--- EXERCISE ---
A single figure is required: the number of lines below in which the word "instance" occurs.

(Stored dataset items)
--- --- ---

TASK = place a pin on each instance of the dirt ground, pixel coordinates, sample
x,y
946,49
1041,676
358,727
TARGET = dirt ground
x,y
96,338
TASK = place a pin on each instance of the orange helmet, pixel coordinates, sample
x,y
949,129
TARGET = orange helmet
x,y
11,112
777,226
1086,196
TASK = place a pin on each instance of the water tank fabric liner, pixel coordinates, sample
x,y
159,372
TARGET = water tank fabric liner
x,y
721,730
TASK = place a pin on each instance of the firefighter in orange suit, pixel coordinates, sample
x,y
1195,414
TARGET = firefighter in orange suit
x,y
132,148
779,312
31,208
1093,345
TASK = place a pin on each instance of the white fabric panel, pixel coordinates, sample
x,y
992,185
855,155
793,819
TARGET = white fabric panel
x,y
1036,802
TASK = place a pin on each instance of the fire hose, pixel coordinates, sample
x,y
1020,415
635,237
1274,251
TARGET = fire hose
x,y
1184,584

--- --- ---

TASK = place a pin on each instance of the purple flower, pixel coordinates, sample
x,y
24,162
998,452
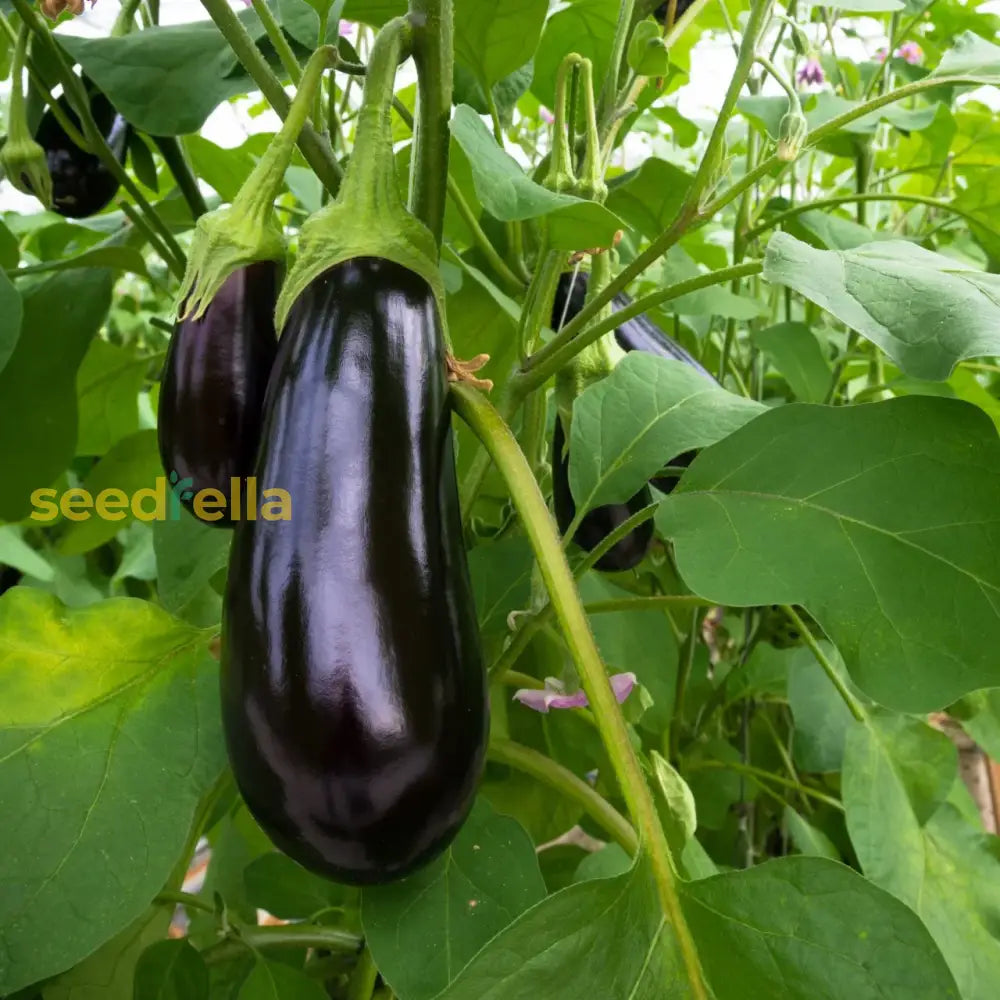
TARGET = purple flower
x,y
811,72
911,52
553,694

--- --- ---

--- WRITTEN SOLUTION ---
7